## Source document
This guide includes ethical issues concerning vegetable oil, rapeseed oil and sunflower oil. Supermarkets dominate the market for cooking oils, accounting for around 60% sales. They have been included on the score table along with the most widely available brands plus some innovative ethical alternatives.
Sunflower oil, vegetable oil and virgin/extra virgin olive oil are still the most widely bought oils purchased by 45%, 43% and 40% of consumers respectively. However, there has also been an increase in the number of people purchasing niche oils such as rapeseed and coconut.
Vegetable oil refers to plant-based oil, which may include one or a number of the following: rapeseed, soya, sunflower or safflower oil, and any other vegetable oil.
A survey of all the vegetable oil brands in this report reveals that they are all actually made from rapeseed oil, with the exception of KTC and Flora.
It is for this reason we have decided to include the rapeseed oil brands on the table with the vegetable and sunflower brands.
KTC’s vegetable oil is soya bean oil produced from genetically modified soya.
Flora’s Cuisine vegetable oil is made from a combination of rapeseed, linseed and sunflower.

[Region pointing entries]
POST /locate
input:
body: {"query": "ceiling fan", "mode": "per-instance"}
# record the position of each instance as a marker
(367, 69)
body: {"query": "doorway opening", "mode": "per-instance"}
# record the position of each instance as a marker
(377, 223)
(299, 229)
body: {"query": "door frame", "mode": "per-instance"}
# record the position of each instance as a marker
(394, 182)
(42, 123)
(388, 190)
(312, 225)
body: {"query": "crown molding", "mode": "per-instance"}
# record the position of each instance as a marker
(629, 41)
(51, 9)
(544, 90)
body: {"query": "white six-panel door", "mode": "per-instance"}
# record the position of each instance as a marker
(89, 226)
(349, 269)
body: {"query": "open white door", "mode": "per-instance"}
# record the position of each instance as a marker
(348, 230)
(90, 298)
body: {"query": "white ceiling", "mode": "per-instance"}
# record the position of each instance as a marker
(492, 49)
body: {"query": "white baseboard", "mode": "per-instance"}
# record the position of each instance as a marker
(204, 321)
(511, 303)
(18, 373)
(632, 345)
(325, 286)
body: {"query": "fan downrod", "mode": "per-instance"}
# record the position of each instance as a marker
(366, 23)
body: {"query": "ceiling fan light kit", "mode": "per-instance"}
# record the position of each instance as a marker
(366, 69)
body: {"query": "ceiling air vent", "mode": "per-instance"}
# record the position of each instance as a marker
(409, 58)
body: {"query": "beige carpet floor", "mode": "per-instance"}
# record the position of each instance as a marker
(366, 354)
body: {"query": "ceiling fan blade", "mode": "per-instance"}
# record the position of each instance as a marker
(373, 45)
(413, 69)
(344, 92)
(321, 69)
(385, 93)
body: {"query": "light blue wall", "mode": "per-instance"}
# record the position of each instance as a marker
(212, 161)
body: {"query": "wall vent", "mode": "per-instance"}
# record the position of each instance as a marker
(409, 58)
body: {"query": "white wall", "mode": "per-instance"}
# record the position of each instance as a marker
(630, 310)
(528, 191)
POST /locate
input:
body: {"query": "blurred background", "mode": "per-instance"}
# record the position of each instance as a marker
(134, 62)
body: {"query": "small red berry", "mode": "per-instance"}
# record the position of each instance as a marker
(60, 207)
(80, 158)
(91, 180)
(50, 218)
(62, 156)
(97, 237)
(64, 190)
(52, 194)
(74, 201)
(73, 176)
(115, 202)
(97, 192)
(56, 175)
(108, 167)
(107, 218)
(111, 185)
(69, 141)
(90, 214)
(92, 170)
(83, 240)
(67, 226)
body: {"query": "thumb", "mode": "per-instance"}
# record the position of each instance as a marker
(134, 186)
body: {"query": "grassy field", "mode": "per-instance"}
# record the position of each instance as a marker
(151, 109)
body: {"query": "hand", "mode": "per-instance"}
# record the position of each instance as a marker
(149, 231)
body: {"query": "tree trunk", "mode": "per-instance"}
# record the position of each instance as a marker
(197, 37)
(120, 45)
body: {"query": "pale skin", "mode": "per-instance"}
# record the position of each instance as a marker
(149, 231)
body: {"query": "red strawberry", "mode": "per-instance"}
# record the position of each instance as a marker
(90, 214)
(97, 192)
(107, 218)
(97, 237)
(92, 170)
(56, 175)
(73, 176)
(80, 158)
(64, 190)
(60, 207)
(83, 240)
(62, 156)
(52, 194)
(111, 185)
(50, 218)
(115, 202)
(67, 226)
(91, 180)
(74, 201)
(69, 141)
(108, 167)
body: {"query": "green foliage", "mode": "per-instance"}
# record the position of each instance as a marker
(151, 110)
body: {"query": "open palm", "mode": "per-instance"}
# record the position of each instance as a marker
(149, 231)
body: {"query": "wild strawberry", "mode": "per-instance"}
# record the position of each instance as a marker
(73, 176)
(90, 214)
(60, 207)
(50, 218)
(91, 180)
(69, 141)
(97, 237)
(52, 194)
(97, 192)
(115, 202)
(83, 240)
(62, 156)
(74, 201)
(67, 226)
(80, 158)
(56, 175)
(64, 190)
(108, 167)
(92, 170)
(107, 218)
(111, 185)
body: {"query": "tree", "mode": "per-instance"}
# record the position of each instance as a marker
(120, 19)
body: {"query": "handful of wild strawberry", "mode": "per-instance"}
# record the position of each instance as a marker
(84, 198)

## Description of the task
Reproduce the passage of the cooking oils guide from "This guide includes" up to and including "KTC and Flora.".

## Exercise solution
This guide includes ethical issues concerning vegetable oil, rapeseed oil and sunflower oil. Supermarkets dominate the market for cooking oils, accounting for around 60% sales. They have been included on the score table along with the most widely available brands plus some innovative ethical alternatives.
Sunflower oil, vegetable oil and virgin/extra virgin olive oil are still the most widely bought oils purchased by 45%, 43% and 40% of consumers respectively. However, there has also been an increase in the number of people purchasing niche oils such as rapeseed and coconut.
Vegetable oil refers to plant-based oil, which may include one or a number of the following: rapeseed, soya, sunflower or safflower oil, and any other vegetable oil.
A survey of all the vegetable oil brands in this report reveals that they are all actually made from rapeseed oil, with the exception of KTC and Flora.